Adam Smith: The Founder of Modern Economics

Adam Smith was born in 1723 in Kirkcaldy, Fife, Scotland, fatherless. The exact date of his birth is unknown. Smith was baptized June 5, 1723. At the age of fifteen, he began his schooling at Glasgow and Oxford. In 1751, after he finished school, he was offered a job at Glasgow University where he became the new Professor of Logic. There he lectured on ethics, rhetoric, jurisprudence and the political economy.

Just eight years after his teaching career began; he published his work The Theory of Moral Sentiments. This showed that he could write, and he established himself in the world. In 1776, An Inquiry into the Nature and Causes of the Wealth of Nations was published. Instantly the book was a success. It had a dramatic effect on how people thought. Even though it took him ten years to write, he became a very rich man from it. After he finished traveling Europe, he went to Edinburgh to live with his mother and died on July 17, 1790 from a painful illness.

Laissez faire is a French term meaning, "allow to do" or as some say, "leave alone."

- _Short problem 1_
According to the Adam Smith biography, what position did Smith take at Glasgow University in 1751?
- _Short problem 2_
Reproduce the Adam Smith biography word for word from "Adam Smith: The" to "the political economy.".
- _Short problem 3_
Carry on the Adam Smith biography past its last sentence.
The rows after this point come from a separate source.

- _Dataset excerpts_
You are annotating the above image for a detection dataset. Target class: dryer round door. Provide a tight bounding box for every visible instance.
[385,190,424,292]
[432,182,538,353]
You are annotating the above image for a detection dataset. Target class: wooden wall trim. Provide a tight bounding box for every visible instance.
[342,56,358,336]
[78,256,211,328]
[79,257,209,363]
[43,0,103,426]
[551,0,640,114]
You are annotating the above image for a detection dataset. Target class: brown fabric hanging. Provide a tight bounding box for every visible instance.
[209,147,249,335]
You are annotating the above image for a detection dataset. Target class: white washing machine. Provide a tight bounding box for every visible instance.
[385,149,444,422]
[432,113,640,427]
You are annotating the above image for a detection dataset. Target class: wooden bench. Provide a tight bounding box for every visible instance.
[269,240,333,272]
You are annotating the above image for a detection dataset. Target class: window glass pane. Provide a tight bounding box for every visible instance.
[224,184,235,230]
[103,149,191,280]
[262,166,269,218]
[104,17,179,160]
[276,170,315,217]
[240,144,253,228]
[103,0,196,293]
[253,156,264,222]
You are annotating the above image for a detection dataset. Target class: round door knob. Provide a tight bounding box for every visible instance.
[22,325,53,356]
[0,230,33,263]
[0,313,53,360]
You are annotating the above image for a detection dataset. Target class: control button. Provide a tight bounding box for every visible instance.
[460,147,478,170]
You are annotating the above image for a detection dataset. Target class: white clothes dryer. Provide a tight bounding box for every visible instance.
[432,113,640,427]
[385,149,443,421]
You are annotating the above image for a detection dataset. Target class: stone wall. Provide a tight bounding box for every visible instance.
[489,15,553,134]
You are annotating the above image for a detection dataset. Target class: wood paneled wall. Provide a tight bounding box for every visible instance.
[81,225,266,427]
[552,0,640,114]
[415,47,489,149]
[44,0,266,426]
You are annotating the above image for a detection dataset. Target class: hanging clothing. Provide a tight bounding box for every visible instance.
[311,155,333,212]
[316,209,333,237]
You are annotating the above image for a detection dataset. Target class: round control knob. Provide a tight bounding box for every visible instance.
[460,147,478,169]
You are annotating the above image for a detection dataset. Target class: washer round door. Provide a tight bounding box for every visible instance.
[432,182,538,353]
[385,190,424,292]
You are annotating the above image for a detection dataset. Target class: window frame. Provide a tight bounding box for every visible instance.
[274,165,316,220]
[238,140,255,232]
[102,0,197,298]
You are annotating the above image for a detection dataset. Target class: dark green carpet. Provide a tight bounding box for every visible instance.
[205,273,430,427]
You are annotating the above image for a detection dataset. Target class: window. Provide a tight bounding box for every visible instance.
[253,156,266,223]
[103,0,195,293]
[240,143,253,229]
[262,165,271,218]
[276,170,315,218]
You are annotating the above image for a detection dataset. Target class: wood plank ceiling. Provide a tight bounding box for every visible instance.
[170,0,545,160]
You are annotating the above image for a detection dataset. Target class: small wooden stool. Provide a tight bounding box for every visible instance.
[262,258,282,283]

- _Right answer 1_
Professor of Logic.

- _Right answer 2_
Adam Smith: The Founder of Modern Economics

Adam Smith was born in 1723 in Kirkcaldy, Fife, Scotland, fatherless. The exact date of his birth is unknown. Smith was baptized June 5, 1723. At the age of fifteen, he began his schooling at Glasgow and Oxford. In 1751, after he finished school, he was offered a job at Glasgow University where he became the new Professor of Logic. There he lectured on ethics, rhetoric, jurisprudence and the political economy.

- _Right answer 3_
Every individual necessarily labors to render the annual revenue of the society as great as he can. He generally indeed neither intends to promote the public interest, nor knows how much he is promoting it. He intends only his own gain, and he is in this, as in many other cases, led by an invisible hand to promote an end which was no part his intention. By pursuing his own interest he frequently promotes that of the society more efficiently than when he really intends to promote it. "I have never known much good done by those who affected to trade for the public good" (Smith quoted. in The Wealth of Nations, vol. II).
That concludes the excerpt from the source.